- **EXTRACT**
*-*-*
DVD Release Date: October 23, 2012
Theatrical Release Date: June 22, 2012
Rating: R (for language, including sexual references, some drug use and brief violence)
Genre: Comedy/Drama/Romance/Sci-Fi
Run Time: 101 min.
Director: Lorene Scafaria
Actors: Steve Carell, Nancy Carell, Keira Knightley, Adam Brody, Connie Britton, Rob Corddry, Martin Sheen, Melanie Lynskey

In most disaster movies, the bulk of the film’s running time is dedicated to watching the world—or in Titanic’s case, a luxurious cruise ship with several thousand souls on board—go down in truly spectacular fashion. To wit, we get to know the characters just enough to care about their impending doom, but not so much that it steals any precious minutes from the Main Event.

But in writer/director Lorene Scafaria’s Seeking a Friend for the End of the World, it’s the three weeks before the forthcoming arrival of a 70-mile wide asteroid named Matilda that count here.

Instead of focusing on how the familiar landmarks we all know and love will crumble to pieces a la 2012 or The Day After Tomorrow or showcasing a new and thoroughly terrifying way to die (think last year’s Contagion), we’re invited to what’s, perhaps, the most disturbing reality TV show of them all, an up-close-and-personal look at how a few residents of the Garden State ultimately choose to live their final weeks.

For whatever reason, the affable Steve Carell (Crazy Stupid Love) continues to gravitate toward lovable loser characters, and Seeking a Friend for the End of the World is no exception. This time around, he’s a preppy-attired sad sack named Dodge, an insurance salesman who claims he only got married to his wife Linda (Carell’s real-life wife, Nancy) so he wouldn’t have to die alone.
*-*-*
- **STATED PROBLEM A**
List every line in the entries below that contains the string "cart", matching case.
*-*-*
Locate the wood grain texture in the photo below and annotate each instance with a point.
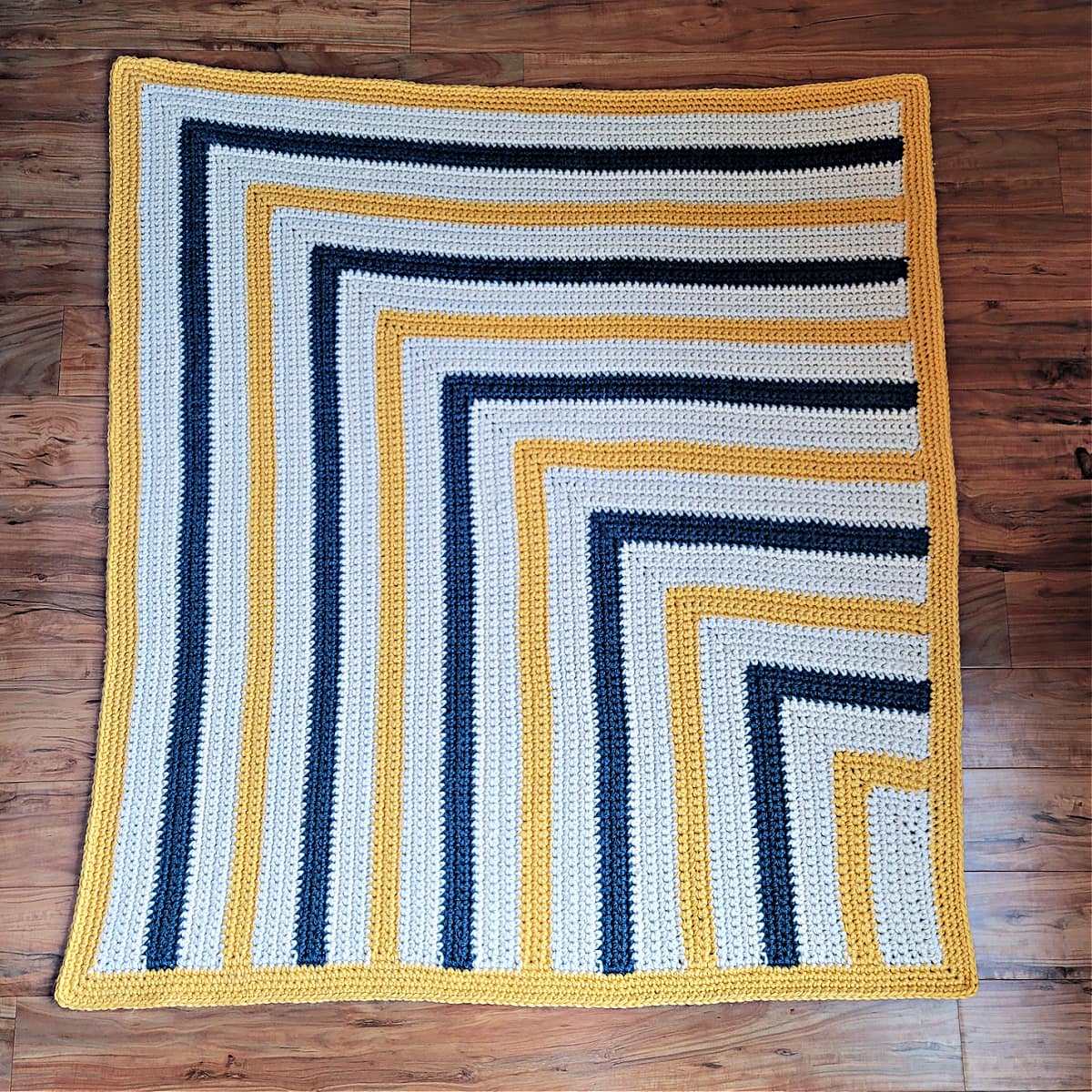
(1020, 1036)
(760, 26)
(53, 442)
(827, 1046)
(1049, 618)
(33, 926)
(50, 260)
(6, 1038)
(1046, 525)
(43, 833)
(47, 732)
(49, 85)
(85, 350)
(983, 620)
(1075, 161)
(1031, 925)
(54, 538)
(30, 349)
(1011, 110)
(1031, 716)
(970, 87)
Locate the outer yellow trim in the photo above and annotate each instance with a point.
(531, 460)
(262, 202)
(926, 319)
(240, 984)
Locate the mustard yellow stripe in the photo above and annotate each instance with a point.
(571, 214)
(262, 201)
(261, 567)
(354, 981)
(387, 844)
(814, 96)
(531, 459)
(685, 609)
(926, 319)
(121, 622)
(855, 775)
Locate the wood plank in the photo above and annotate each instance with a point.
(47, 732)
(36, 617)
(1075, 159)
(49, 85)
(1006, 434)
(1035, 345)
(842, 1046)
(30, 349)
(1049, 618)
(54, 538)
(1031, 716)
(1020, 1036)
(42, 833)
(1031, 925)
(980, 169)
(53, 442)
(983, 620)
(34, 924)
(66, 663)
(119, 25)
(59, 168)
(972, 87)
(760, 26)
(992, 332)
(85, 350)
(1010, 525)
(1026, 820)
(6, 1038)
(53, 261)
(55, 168)
(980, 355)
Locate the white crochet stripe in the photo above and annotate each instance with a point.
(162, 113)
(727, 645)
(648, 571)
(774, 129)
(628, 356)
(491, 453)
(902, 876)
(812, 733)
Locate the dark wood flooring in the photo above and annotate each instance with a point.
(1011, 118)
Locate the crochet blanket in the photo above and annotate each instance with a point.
(532, 554)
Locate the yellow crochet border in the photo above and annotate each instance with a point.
(239, 983)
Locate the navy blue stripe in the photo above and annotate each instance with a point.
(326, 621)
(176, 824)
(607, 531)
(459, 394)
(196, 137)
(767, 686)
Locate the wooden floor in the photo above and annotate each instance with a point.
(1011, 118)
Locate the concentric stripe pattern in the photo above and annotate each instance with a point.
(532, 561)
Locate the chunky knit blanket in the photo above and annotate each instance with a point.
(532, 558)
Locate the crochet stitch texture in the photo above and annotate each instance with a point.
(532, 557)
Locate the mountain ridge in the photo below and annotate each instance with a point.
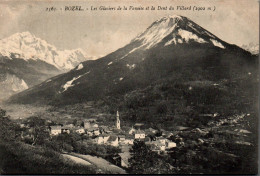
(28, 47)
(171, 47)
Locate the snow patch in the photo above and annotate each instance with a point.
(187, 36)
(69, 84)
(216, 43)
(131, 52)
(132, 66)
(170, 42)
(28, 47)
(80, 66)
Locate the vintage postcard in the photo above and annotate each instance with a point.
(129, 87)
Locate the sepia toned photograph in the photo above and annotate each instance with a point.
(129, 87)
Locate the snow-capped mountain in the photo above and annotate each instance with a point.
(251, 47)
(28, 47)
(172, 48)
(179, 30)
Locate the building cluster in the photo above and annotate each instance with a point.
(115, 136)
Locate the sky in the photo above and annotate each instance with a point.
(100, 32)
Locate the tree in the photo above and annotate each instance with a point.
(8, 129)
(145, 161)
(39, 129)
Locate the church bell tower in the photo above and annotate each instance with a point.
(117, 120)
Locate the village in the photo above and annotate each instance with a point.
(114, 135)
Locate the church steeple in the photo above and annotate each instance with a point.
(117, 120)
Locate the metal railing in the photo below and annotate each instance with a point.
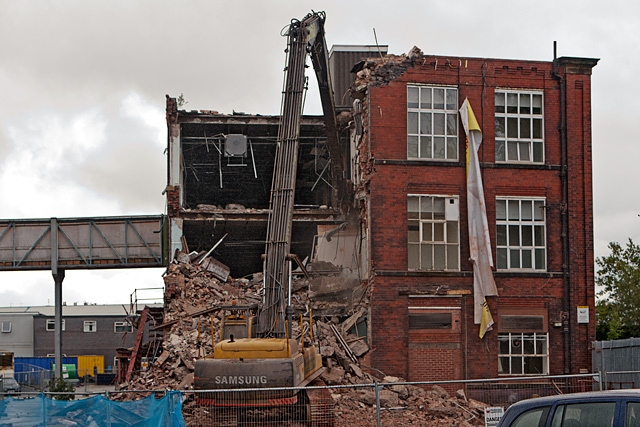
(362, 404)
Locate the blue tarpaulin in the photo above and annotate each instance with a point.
(96, 411)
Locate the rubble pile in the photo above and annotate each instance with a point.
(194, 295)
(379, 71)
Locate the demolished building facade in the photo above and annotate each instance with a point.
(401, 238)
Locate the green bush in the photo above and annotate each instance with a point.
(59, 385)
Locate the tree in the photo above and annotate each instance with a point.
(619, 277)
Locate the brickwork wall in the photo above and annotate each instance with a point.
(389, 178)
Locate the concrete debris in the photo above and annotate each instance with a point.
(193, 297)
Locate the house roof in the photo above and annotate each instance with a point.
(73, 310)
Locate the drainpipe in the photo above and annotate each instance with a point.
(566, 308)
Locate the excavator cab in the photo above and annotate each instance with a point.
(238, 321)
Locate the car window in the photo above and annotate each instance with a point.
(632, 418)
(591, 414)
(532, 418)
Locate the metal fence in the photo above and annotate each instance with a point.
(377, 404)
(619, 362)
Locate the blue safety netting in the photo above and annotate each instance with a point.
(96, 411)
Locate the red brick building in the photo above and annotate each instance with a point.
(403, 231)
(408, 170)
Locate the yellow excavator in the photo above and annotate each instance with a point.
(256, 347)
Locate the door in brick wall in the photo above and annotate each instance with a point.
(435, 350)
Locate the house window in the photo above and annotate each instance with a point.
(90, 326)
(523, 353)
(121, 327)
(521, 236)
(51, 325)
(519, 127)
(432, 123)
(5, 326)
(438, 320)
(433, 233)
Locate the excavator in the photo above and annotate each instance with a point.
(256, 347)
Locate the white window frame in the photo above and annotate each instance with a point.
(51, 325)
(432, 122)
(516, 351)
(90, 326)
(519, 126)
(126, 327)
(5, 326)
(433, 221)
(521, 234)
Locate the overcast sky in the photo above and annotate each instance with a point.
(83, 84)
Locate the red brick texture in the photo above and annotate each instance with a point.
(409, 354)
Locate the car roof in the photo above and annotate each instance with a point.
(589, 395)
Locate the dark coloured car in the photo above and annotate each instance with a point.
(614, 408)
(9, 385)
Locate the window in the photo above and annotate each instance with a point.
(121, 327)
(519, 127)
(523, 353)
(533, 417)
(51, 324)
(430, 320)
(584, 414)
(432, 123)
(5, 326)
(433, 233)
(633, 414)
(90, 326)
(521, 236)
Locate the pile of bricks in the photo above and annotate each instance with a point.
(193, 297)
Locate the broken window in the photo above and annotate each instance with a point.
(121, 327)
(6, 326)
(433, 234)
(432, 123)
(521, 235)
(51, 325)
(523, 353)
(430, 321)
(519, 127)
(90, 326)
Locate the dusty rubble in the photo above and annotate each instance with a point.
(193, 293)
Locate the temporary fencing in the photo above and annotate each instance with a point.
(380, 403)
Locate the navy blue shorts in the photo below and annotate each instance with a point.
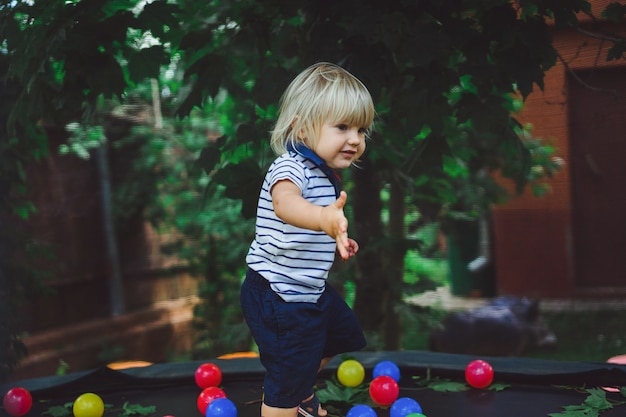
(293, 338)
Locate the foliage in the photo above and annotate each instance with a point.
(595, 403)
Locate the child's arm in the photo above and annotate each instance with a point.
(291, 207)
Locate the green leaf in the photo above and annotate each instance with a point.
(447, 386)
(146, 63)
(137, 410)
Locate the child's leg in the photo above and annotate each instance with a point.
(267, 411)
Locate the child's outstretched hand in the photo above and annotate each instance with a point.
(335, 224)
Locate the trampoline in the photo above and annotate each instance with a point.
(530, 387)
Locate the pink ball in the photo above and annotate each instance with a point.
(479, 374)
(17, 401)
(384, 390)
(208, 375)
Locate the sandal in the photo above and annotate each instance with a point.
(310, 408)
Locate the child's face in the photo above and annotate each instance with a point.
(339, 144)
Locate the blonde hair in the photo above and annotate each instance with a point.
(322, 93)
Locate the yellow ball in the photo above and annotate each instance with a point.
(88, 405)
(351, 373)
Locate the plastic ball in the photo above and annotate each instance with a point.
(404, 406)
(388, 368)
(17, 401)
(208, 375)
(384, 390)
(350, 373)
(207, 396)
(361, 410)
(221, 407)
(479, 374)
(88, 405)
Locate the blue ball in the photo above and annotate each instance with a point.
(221, 407)
(361, 410)
(388, 368)
(404, 406)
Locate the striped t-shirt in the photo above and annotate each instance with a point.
(295, 261)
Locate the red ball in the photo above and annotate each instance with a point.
(384, 390)
(479, 374)
(208, 375)
(17, 401)
(207, 396)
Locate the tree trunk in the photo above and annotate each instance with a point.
(116, 285)
(371, 282)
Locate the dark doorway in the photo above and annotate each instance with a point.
(597, 130)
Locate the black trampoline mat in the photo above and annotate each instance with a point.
(535, 387)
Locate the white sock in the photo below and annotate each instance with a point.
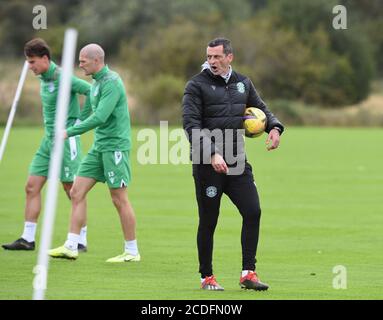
(245, 272)
(131, 247)
(29, 231)
(83, 236)
(72, 241)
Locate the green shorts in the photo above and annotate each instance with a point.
(110, 166)
(71, 160)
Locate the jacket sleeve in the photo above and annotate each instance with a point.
(254, 100)
(202, 147)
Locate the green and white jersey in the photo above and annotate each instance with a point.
(49, 86)
(110, 113)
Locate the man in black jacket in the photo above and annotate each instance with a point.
(215, 101)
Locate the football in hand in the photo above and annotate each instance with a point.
(254, 122)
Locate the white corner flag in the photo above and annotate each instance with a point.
(41, 269)
(13, 109)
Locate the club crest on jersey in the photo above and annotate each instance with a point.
(95, 93)
(117, 157)
(211, 191)
(241, 87)
(51, 87)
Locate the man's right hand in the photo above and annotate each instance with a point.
(219, 164)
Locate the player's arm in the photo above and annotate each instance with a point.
(254, 100)
(108, 101)
(82, 87)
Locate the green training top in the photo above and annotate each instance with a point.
(49, 87)
(110, 113)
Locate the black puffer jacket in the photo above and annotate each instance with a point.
(211, 103)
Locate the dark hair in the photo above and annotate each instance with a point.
(37, 48)
(227, 48)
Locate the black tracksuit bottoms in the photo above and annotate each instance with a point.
(242, 191)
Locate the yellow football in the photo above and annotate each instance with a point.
(254, 122)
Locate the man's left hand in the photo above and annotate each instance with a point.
(273, 139)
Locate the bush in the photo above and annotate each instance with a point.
(159, 99)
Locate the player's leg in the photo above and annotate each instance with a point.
(70, 166)
(118, 175)
(243, 193)
(90, 171)
(208, 186)
(38, 172)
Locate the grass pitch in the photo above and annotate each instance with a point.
(321, 195)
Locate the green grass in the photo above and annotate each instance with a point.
(321, 195)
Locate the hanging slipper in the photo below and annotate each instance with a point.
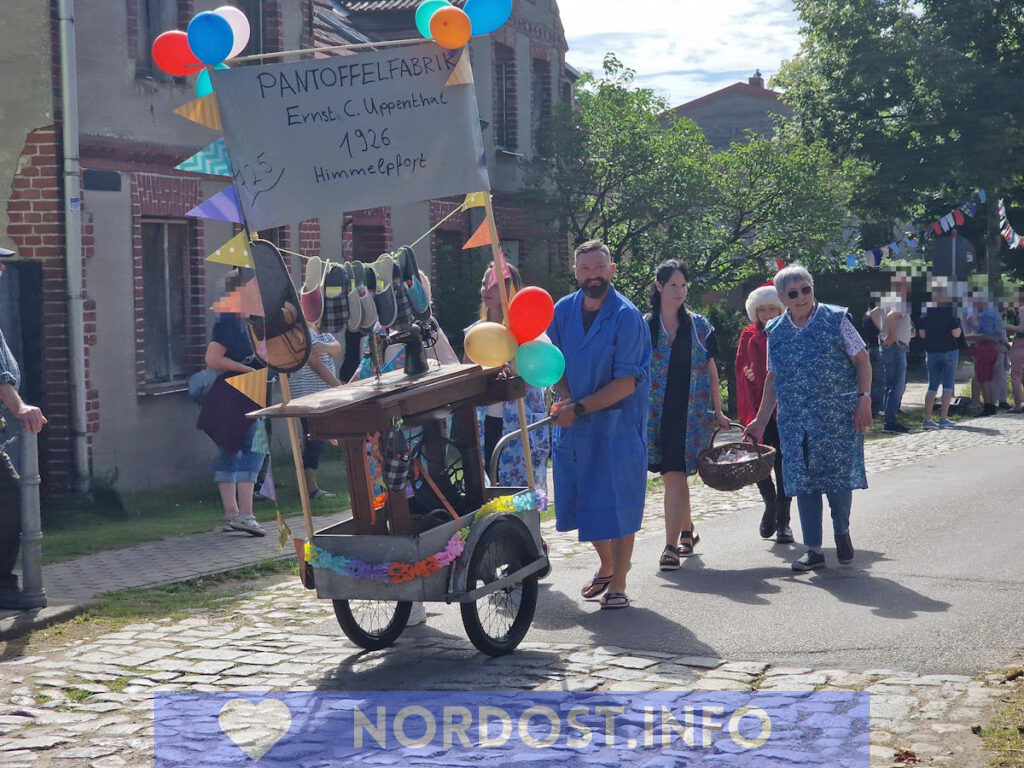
(312, 293)
(404, 313)
(369, 309)
(354, 305)
(335, 299)
(414, 287)
(383, 290)
(281, 337)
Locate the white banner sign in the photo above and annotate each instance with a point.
(313, 138)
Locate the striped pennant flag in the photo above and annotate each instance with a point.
(223, 207)
(211, 160)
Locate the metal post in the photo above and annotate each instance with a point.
(33, 594)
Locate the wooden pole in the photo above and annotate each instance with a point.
(496, 248)
(300, 476)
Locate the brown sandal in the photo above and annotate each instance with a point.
(669, 559)
(686, 547)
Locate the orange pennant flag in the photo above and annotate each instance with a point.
(231, 303)
(252, 385)
(480, 238)
(203, 111)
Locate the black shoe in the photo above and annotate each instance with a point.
(767, 526)
(844, 548)
(810, 561)
(896, 428)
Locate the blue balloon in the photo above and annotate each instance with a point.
(487, 15)
(204, 86)
(210, 38)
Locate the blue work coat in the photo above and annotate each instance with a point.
(600, 463)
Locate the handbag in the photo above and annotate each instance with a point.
(200, 383)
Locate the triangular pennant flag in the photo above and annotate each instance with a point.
(252, 385)
(223, 206)
(203, 111)
(266, 489)
(463, 72)
(211, 160)
(235, 252)
(480, 238)
(231, 303)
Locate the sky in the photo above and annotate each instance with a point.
(682, 48)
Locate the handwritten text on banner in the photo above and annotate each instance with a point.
(317, 137)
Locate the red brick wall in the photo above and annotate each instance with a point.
(156, 196)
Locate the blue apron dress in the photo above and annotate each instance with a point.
(600, 463)
(816, 385)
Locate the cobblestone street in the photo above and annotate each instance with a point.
(90, 702)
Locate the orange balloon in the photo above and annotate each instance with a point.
(451, 28)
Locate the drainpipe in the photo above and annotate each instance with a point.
(73, 242)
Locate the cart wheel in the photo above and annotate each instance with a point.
(497, 623)
(372, 624)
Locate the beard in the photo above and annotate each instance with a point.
(595, 289)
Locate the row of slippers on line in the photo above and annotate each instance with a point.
(354, 296)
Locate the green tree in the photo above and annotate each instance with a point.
(925, 91)
(623, 168)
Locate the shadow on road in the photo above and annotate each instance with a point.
(848, 584)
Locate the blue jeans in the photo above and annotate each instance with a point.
(810, 514)
(941, 371)
(894, 358)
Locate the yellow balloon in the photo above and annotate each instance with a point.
(491, 344)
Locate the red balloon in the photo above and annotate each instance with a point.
(530, 312)
(172, 54)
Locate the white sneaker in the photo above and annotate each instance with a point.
(417, 615)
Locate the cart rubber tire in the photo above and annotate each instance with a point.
(370, 639)
(506, 547)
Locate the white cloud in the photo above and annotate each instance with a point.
(682, 48)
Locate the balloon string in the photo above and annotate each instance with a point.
(417, 242)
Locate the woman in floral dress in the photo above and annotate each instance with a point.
(685, 401)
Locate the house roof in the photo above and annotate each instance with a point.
(744, 88)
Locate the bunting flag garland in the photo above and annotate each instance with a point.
(252, 385)
(480, 238)
(233, 253)
(1013, 239)
(223, 207)
(203, 111)
(463, 73)
(911, 240)
(211, 160)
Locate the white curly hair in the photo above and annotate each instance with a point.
(762, 296)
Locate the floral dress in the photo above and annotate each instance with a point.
(682, 418)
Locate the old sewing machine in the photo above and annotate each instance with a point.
(441, 535)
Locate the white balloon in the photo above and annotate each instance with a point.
(240, 27)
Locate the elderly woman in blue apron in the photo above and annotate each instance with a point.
(820, 377)
(685, 401)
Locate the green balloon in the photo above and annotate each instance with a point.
(425, 11)
(540, 363)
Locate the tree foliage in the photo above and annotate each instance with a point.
(925, 90)
(622, 167)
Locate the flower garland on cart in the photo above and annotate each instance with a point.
(400, 572)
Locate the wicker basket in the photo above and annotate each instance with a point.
(734, 476)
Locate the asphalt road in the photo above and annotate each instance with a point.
(937, 585)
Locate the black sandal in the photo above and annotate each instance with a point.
(686, 547)
(669, 559)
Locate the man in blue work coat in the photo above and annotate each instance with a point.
(600, 456)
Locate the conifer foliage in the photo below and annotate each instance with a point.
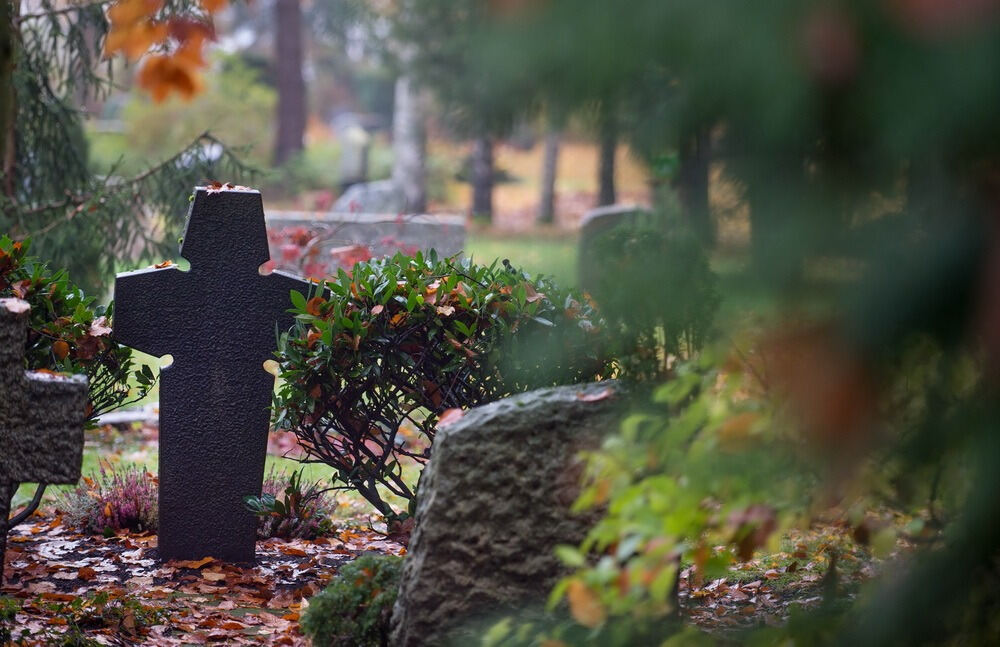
(53, 62)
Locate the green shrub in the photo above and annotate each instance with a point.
(68, 333)
(355, 609)
(399, 341)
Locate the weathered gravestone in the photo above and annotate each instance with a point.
(219, 321)
(493, 504)
(41, 418)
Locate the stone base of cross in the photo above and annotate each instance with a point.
(220, 321)
(41, 418)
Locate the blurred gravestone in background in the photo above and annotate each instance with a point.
(355, 142)
(316, 244)
(381, 196)
(485, 535)
(595, 223)
(41, 418)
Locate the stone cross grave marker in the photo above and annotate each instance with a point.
(219, 320)
(41, 418)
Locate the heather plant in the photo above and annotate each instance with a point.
(68, 333)
(117, 499)
(402, 340)
(355, 609)
(290, 508)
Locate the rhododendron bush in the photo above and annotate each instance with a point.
(388, 348)
(68, 333)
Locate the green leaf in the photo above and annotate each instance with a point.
(298, 300)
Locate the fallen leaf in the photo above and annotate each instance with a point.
(191, 563)
(450, 417)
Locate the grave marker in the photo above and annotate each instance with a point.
(219, 321)
(41, 418)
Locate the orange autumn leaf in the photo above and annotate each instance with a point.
(450, 416)
(315, 305)
(192, 563)
(161, 75)
(584, 605)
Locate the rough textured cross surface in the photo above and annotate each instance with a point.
(493, 504)
(41, 418)
(219, 321)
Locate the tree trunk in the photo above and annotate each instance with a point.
(691, 184)
(482, 179)
(409, 144)
(606, 166)
(7, 98)
(291, 86)
(547, 208)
*-*-*
- **STATED PROBLEM B**
Reproduce the movie review above in full, word for word.

- **FULL SOLUTION A**
Locate the cart wheel in the photo above and annotate each instance with a point.
Locate the cart rubber tire in the photo above and annotate each instance with a point.
Locate the flower garland on cart in the photo above and annotate each instance with a point.

- **FULL SOLUTION B**
DVD Release Date: October 23, 2012
Theatrical Release Date: June 22, 2012
Rating: R (for language, including sexual references, some drug use and brief violence)
Genre: Comedy/Drama/Romance/Sci-Fi
Run Time: 101 min.
Director: Lorene Scafaria
Actors: Steve Carell, Nancy Carell, Keira Knightley, Adam Brody, Connie Britton, Rob Corddry, Martin Sheen, Melanie Lynskey

In most disaster movies, the bulk of the film’s running time is dedicated to watching the world—or in Titanic’s case, a luxurious cruise ship with several thousand souls on board—go down in truly spectacular fashion. To wit, we get to know the characters just enough to care about their impending doom, but not so much that it steals any precious minutes from the Main Event.

But in writer/director Lorene Scafaria’s Seeking a Friend for the End of the World, it’s the three weeks before the forthcoming arrival of a 70-mile wide asteroid named Matilda that count here.

Instead of focusing on how the familiar landmarks we all know and love will crumble to pieces a la 2012 or The Day After Tomorrow or showcasing a new and thoroughly terrifying way to die (think last year’s Contagion), we’re invited to what’s, perhaps, the most disturbing reality TV show of them all, an up-close-and-personal look at how a few residents of the Garden State ultimately choose to live their final weeks.

For whatever reason, the affable Steve Carell (Crazy Stupid Love) continues to gravitate toward lovable loser characters, and Seeking a Friend for the End of the World is no exception. This time around, he’s a preppy-attired sad sack named Dodge, an insurance salesman who claims he only got married to his wife Linda (Carell’s real-life wife, Nancy) so he wouldn’t have to die alone.